## TEXT TO READ

- - - - -

Legendary Fort Lewis College head men's basketball coach Bob Hofman is spending his last year as coach emeritus during the 2015-16 season. Hofman submitted his retirement letter effective August 1 but will serve a transition year as coach emeritus.
"I certainly appreciate Coach Hofman's long tenured service to the college," said FLC Director of Athletics Gary Hunter. "I look forward to his mentoring our coaches and players this next season."
Fort Lewis College’s new men’s basketball head coach, Bob Pietrack, is no newcomer to the Skyhawks’ court. He played for FLC as a student and coached on Hofman’s staff for eleven years.
In 19 years as head coach at Fort Lewis, Hofman owns every single coaching record in the history of FLC men's basketball: Wins (359), winning percentage (.654), league wins (245), league winning percentage (.683), and most seasons as a head coach (19).

- - - - -

## GIVEN DATA
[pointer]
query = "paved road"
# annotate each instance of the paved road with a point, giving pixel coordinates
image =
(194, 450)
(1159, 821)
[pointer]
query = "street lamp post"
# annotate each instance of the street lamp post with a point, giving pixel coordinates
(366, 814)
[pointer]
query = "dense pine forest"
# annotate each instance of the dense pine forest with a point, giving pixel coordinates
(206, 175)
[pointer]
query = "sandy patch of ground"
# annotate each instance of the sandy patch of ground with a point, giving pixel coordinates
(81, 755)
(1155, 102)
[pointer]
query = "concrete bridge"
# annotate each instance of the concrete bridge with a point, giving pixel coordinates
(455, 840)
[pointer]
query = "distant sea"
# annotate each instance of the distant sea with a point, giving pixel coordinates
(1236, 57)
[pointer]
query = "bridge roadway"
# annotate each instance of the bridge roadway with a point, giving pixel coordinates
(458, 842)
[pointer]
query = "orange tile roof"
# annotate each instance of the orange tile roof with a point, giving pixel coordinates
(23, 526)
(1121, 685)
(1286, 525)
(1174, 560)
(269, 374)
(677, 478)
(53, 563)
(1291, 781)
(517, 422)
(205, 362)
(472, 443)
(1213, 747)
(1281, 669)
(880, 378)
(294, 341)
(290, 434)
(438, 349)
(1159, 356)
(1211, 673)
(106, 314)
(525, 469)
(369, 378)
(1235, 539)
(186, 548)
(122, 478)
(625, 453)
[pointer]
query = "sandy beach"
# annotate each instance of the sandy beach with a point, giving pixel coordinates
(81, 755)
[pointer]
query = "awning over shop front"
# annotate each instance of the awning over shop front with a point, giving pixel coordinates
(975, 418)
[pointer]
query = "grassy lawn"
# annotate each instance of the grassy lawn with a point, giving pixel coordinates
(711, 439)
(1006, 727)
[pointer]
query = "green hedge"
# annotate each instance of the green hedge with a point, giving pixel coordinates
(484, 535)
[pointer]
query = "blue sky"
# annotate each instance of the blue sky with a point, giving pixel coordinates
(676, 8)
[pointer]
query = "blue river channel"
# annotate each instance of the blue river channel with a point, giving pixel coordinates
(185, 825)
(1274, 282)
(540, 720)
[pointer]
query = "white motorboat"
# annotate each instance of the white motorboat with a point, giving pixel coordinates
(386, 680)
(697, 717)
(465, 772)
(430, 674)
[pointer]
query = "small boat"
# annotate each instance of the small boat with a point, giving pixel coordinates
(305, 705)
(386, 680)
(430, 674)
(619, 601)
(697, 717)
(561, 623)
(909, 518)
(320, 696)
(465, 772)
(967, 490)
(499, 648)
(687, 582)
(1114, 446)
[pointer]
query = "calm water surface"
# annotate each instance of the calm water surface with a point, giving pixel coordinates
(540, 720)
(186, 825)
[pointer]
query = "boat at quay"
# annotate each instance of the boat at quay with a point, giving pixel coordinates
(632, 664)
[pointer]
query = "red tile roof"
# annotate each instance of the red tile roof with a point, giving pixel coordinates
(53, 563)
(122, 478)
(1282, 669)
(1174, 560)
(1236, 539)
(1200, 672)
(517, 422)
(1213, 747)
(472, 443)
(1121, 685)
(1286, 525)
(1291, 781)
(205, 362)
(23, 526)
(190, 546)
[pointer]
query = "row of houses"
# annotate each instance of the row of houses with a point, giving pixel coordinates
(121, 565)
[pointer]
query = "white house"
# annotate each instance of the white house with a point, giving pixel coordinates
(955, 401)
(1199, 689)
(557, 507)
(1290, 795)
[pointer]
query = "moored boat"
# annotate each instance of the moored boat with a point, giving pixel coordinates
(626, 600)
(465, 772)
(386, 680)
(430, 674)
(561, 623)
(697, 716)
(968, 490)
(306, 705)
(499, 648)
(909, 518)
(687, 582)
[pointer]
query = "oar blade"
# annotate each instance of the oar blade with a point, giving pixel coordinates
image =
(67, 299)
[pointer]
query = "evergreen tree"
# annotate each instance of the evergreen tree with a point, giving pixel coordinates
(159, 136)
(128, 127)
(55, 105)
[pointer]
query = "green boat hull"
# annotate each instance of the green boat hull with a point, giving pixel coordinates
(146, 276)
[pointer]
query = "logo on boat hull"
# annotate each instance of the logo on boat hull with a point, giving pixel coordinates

- - - - -

## WHAT TO DO
• A. According to the passage on Bob Hofman, for how many years did Bob Pietrack coach on Hofman's staff?
• B. Rewrite the stretch of the entries from their start through the line containing "(1155, 102)", raising every coordinate value by 90. Reproduce only those lines.
The passage on Bob Hofman and the entries come from unrelated sources.

## EXPECTED RESULTS
• A. Eleven years.

• B.
[pointer]
query = "paved road"
# annotate each instance of the paved road with a point, giving pixel coordinates
image =
(284, 540)
(1249, 911)
[pointer]
query = "street lamp post"
# annotate each instance of the street lamp post with a point, giving pixel coordinates
(456, 904)
[pointer]
query = "dense pine forest"
# annotate each instance of the dense pine forest with a point, giving pixel coordinates
(296, 265)
[pointer]
query = "sandy patch of ground"
# annotate each instance of the sandy patch of ground with a point, giving pixel coordinates
(171, 845)
(1245, 192)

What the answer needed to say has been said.